■ Passage to read ■
# # # # #

Moreover, since the launch of the Belt and Road Initiative (BRI) in 2013, China has become the world's single largest bilateral creditor, amounting to around $932 billion since then, according to Fudan University's Green Finance and Development Center. Now the question is: What has made China's global outreach and engagement so vastly enlarged and accepted within such an unprecedentedly short time span?

People attend the Belt and Road Summit in Hong Kong, China, August 31, 2022. /CFP
People attend the Belt and Road Summit in Hong Kong, China, August 31, 2022. /CFP

People attend the Belt and Road Summit in Hong Kong, China, August 31, 2022. /CFP

Firstly, in its infrastructure-and-trade-oriented global outreach program with well-experimented conviction that economic growth is necessary to provide people with hope and a perspective of progress in the form of jobs, improved living standards, secure property, and the like, China has maintained a sustained egalitarian view, irrespective of a nation's economic disparities or political status, in its engagements with countries and regions across the world.

For instance, always neglected and seen with contempt by the West, Africa is currently China's largest trading partner with annual trade between China and Africa standing at $254 billion in 2021, up 35 percent from the year before.

Over 10,000 Chinese-owned businesses are already operating across the whole continent of Africa. China's total direct investment in Africa exceeded $56 billion at the end of 2020, with private companies accounting for about 70 percent of the total, with $300 billion in investment currently on the table, according to McKinsey.

According to the Economist, in 1990 American and European companies scooped up more than 85 percent of construction contracts on the continent and Chinese firms did not even get a mention. Today, as stated by the Center for Global Development, between 2007 and 2020 Chinese development banks provided $23 billion for African infrastructure, compared with $9.1 billion from all other development banks.

Secondly, widely-accepted China's global outreach could be attributed to its well-articulated and precise responsiveness to the actual needs of its potential partners. A Kenyan official summed it up well, saying, "when a British leader visits, we get a lecture; when a Chinese leader visits, we get a hospital." This could also be applied to Western engagement in general, particularly with the countries in the Global South.

# # # # #

■ Extracted entries ■
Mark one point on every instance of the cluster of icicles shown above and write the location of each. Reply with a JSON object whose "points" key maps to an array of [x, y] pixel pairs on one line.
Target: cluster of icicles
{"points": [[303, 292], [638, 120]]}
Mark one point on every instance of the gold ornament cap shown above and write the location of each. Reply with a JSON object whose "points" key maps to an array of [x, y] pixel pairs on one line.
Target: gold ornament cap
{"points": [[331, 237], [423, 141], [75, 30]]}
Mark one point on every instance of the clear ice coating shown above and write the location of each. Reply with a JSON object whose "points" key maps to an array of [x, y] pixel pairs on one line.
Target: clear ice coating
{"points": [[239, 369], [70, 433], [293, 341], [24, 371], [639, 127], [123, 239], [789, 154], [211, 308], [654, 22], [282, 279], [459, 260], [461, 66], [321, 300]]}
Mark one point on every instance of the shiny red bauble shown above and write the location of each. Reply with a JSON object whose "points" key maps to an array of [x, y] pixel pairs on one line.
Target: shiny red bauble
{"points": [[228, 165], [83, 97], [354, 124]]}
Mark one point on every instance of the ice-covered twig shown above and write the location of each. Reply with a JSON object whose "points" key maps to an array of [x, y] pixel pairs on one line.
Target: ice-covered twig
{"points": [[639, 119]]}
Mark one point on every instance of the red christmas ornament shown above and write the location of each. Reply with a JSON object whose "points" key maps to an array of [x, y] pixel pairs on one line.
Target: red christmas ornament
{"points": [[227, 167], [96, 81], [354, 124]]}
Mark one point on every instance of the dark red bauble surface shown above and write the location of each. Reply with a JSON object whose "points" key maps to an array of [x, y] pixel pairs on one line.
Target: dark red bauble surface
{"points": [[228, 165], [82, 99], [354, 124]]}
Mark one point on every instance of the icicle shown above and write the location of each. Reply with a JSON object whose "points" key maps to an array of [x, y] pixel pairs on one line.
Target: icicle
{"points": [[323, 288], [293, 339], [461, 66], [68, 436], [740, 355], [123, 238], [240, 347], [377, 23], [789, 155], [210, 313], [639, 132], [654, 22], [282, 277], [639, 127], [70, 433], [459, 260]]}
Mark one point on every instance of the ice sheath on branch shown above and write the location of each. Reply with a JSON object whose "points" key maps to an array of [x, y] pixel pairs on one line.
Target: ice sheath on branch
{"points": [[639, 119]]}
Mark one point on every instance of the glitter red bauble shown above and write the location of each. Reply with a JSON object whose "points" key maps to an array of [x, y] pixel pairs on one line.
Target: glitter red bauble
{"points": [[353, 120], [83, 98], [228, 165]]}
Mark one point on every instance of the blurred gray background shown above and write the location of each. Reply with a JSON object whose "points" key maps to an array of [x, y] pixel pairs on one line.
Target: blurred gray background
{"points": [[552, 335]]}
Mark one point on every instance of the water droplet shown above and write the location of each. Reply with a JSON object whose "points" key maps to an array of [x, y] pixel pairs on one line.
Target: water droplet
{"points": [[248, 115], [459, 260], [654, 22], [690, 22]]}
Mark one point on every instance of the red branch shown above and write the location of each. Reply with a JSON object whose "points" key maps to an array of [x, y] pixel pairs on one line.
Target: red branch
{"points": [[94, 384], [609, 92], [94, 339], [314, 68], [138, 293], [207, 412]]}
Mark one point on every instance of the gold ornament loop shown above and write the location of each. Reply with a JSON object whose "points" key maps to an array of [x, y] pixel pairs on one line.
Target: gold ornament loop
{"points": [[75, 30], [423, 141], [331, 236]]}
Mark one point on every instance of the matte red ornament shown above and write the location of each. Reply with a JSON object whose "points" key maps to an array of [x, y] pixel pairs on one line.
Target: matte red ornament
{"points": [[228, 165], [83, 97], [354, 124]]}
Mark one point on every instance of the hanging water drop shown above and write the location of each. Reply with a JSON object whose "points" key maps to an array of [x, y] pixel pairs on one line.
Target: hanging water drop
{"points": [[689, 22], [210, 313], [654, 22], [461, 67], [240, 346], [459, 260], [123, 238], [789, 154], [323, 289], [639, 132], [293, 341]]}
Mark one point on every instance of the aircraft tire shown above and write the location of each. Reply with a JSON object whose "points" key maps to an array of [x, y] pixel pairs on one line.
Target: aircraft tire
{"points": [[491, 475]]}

# # # # #

■ Apply what you read ■
1/ Edit the passage on China's global outreach by rewriting the part between "For instance, always" and "the year before.", inclusive, with "trading partner" changed to "commercial partner".
2/ In the passage on China's global outreach, what share of construction contracts on the continent did American and European companies win in 1990, according to the Economist?
3/ Carry on the passage on China's global outreach from its final sentence.
The items have no connection to the passage on China's global outreach.

■ Results in order ■
1/
For instance, always neglected and seen with contempt by the West, Africa is currently China's largest commercial partner with annual trade between China and Africa standing at $254 billion in 2021, up 35 percent from the year before.

2/ More than 85 percent.

3/
While "many in Latin America, Sub-Saharan Africa, Asia, and even Eastern Europe struggle to meet the basic necessities at the bottom of Maslow's 'hierarchy of needs' pyramid – physiological needs (air, water, food, shelter, clothing) and safety needs (employment, resources, health, property), leaders of the G7, meanwhile, promote esteem needs near the top, such as freedom and self-respect," as Akhil Ramesh, an analyst from the Responsible Statecraft, pointed out.

Here, China stands strikingly apart, appreciating that the privileges of a "functioning democracy such as freedom of speech, expression, and thought are not necessarily the needs of societies of the Global South" but rather a desire that must be secondary to the subsistence needs of poor and developing countries.

And finally, China's global inroads are well-embraced due to its pluralistic global view.Its own political system is unique to its social, historical, and cultural roots and defined by its people-based but the party-centered system. But unlike the West, it never seeks to export its system to its partner countries.  

Its humiliation at the hands of foreign invaders and colonial powers for centuries has "seared strong anti-hegemonic instincts into its very national psyche." Unlike the West, it has never sought global hegemony or played alliance politics even having a vast network of partners across the world. What China seeks in international relations is mutual understanding and respect as the basis of partnership and globalization and multilateralism to produce win-win outcomes for all.